[begin SOURCE PASSAGE]

Hugo Hagen (1818 – 14 April 1871, Berlin) was a German sculptor.

Life 

He was a student of Ludwig Wilhelm Wichmann. From 1842 to 1857, he was an assistant in the studios of Christian Daniel Rauch, where he contributed to creating the statues of Frederick the Great on the Unter den Linden, Albrecht Thaer at Humboldt University and Immanuel Kant in Königsberg. In 1865, he became the Director of the "Rauch-Museum". After the early death of Hermann Schievelbein, he helped complete the monument to Heinrich Friedrich Karl vom Stein. He also assisted Rudolf Siemering to complete Johann Gottfried Schadow's "Münzfrieses" (Coin Friezes) on the Old Berlin Mint.

Ironically, many of his own works were left incomplete when he died.

Selected major works 
 1860/1861: Group, "Grace with Pegasus", on the roof of the Altes Museum 
 1862: Monument for Friedrich Wilhelm, Count Brandenburg on the Leipziger Platz 
 1866/1869: Johann Gottfried Schadow Monument on the porch of the Altes Museum 
 1866/1869: Powerscourt Estate, County Wicklow, Ireland. Two winged horses for the "Triton Lake" and allegorical figures of "Fame" and "Victory", after designs by Rauch.

[end SOURCE PASSAGE]
[begin PROVIDED INFORMATION]

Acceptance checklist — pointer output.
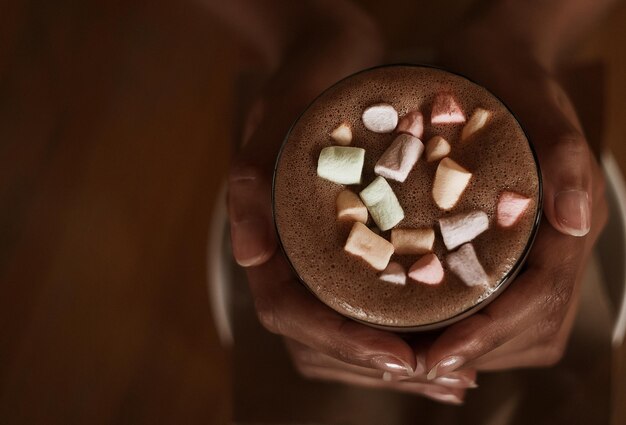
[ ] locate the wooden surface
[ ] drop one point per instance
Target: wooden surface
(115, 121)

[end PROVIDED INFORMATION]

◆ **WHAT TO DO**
Please reproduce the Hugo Hagen biography word for word, from start to finish. The data above isn't needed here.

◆ **COMPLETED EXERCISE**
Hugo Hagen (1818 – 14 April 1871, Berlin) was a German sculptor.

Life 

He was a student of Ludwig Wilhelm Wichmann. From 1842 to 1857, he was an assistant in the studios of Christian Daniel Rauch, where he contributed to creating the statues of Frederick the Great on the Unter den Linden, Albrecht Thaer at Humboldt University and Immanuel Kant in Königsberg. In 1865, he became the Director of the "Rauch-Museum". After the early death of Hermann Schievelbein, he helped complete the monument to Heinrich Friedrich Karl vom Stein. He also assisted Rudolf Siemering to complete Johann Gottfried Schadow's "Münzfrieses" (Coin Friezes) on the Old Berlin Mint.

Ironically, many of his own works were left incomplete when he died.

Selected major works 
 1860/1861: Group, "Grace with Pegasus", on the roof of the Altes Museum 
 1862: Monument for Friedrich Wilhelm, Count Brandenburg on the Leipziger Platz 
 1866/1869: Johann Gottfried Schadow Monument on the porch of the Altes Museum 
 1866/1869: Powerscourt Estate, County Wicklow, Ireland. Two winged horses for the "Triton Lake" and allegorical figures of "Fame" and "Victory", after designs by Rauch.